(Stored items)
+ + + +

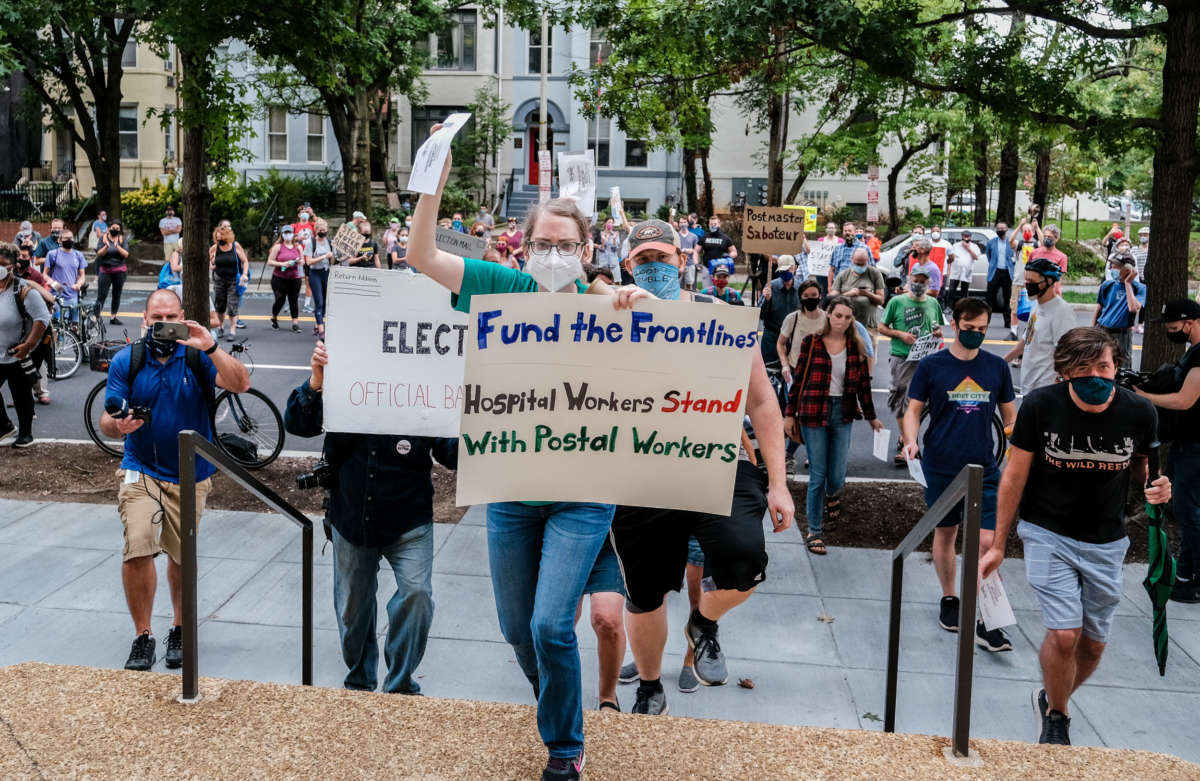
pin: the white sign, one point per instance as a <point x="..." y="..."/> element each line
<point x="395" y="354"/>
<point x="432" y="155"/>
<point x="568" y="400"/>
<point x="577" y="179"/>
<point x="995" y="610"/>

+ + + +

● **REQUIREMENT**
Each entry above should be printed exactly, and any picture in it left out.

● **SOLVED EXERCISE**
pin: the white sign, one point per instance as a <point x="..." y="..."/> element each line
<point x="395" y="354"/>
<point x="432" y="155"/>
<point x="568" y="400"/>
<point x="577" y="179"/>
<point x="995" y="610"/>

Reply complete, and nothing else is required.